- What you should do -
Copy the data below again, from the line with "Report x and y for each instance of the mountain range" through the end of the data, keeping every request line and leaving out the pictures. Multiply each x and y coordinate in the answers by 2.5 and round to whole numbers, halves up, without changing the numbers in the requests or their format samples.

━━━ Data lines

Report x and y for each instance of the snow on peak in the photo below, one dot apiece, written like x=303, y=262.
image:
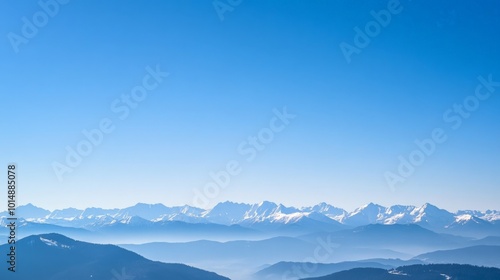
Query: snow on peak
x=53, y=243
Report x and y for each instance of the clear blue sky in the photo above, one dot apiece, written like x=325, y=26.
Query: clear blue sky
x=226, y=77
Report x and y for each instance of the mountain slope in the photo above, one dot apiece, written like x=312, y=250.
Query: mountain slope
x=475, y=255
x=417, y=272
x=56, y=257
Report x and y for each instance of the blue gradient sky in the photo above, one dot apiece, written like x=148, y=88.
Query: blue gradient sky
x=353, y=119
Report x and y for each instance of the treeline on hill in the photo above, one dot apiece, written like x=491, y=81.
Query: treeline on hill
x=420, y=272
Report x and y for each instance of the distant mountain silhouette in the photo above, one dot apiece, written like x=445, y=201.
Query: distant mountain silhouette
x=417, y=272
x=476, y=255
x=56, y=257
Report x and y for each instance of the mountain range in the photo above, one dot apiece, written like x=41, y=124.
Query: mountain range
x=56, y=257
x=237, y=219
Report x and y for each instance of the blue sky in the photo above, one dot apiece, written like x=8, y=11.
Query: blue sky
x=353, y=120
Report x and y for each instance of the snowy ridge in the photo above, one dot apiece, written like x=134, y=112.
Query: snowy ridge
x=266, y=212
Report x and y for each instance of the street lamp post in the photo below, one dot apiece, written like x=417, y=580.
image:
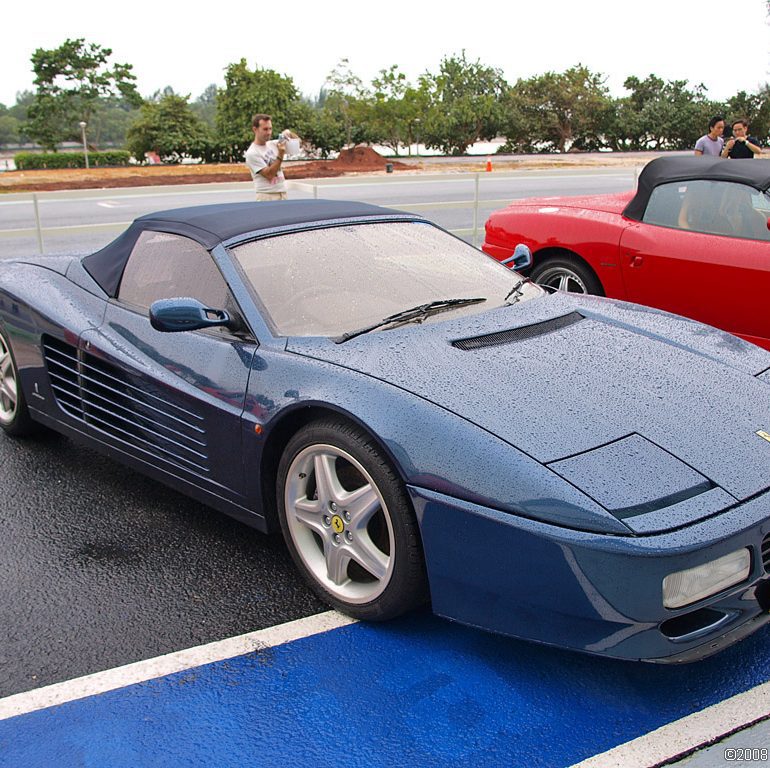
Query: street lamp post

━━━━━━

- The completed task -
Report x and y for each instance of the mountain range in the photo above, one dot apiece, written like x=41, y=124.
Query: mountain range
x=140, y=643
x=593, y=548
Report x and y for each instance of the blue sky in the photo above, one dot apiece, written like x=8, y=11.
Query: blue sky
x=883, y=300
Report x and y for each instance of the snowy ridge in the photo above, one dot apiece, written like x=134, y=112.
Query: snowy ridge
x=665, y=530
Report x and y for each instance of the street lamp post in the photo below, one dot apiece, written like x=417, y=580.
image:
Query: street lamp post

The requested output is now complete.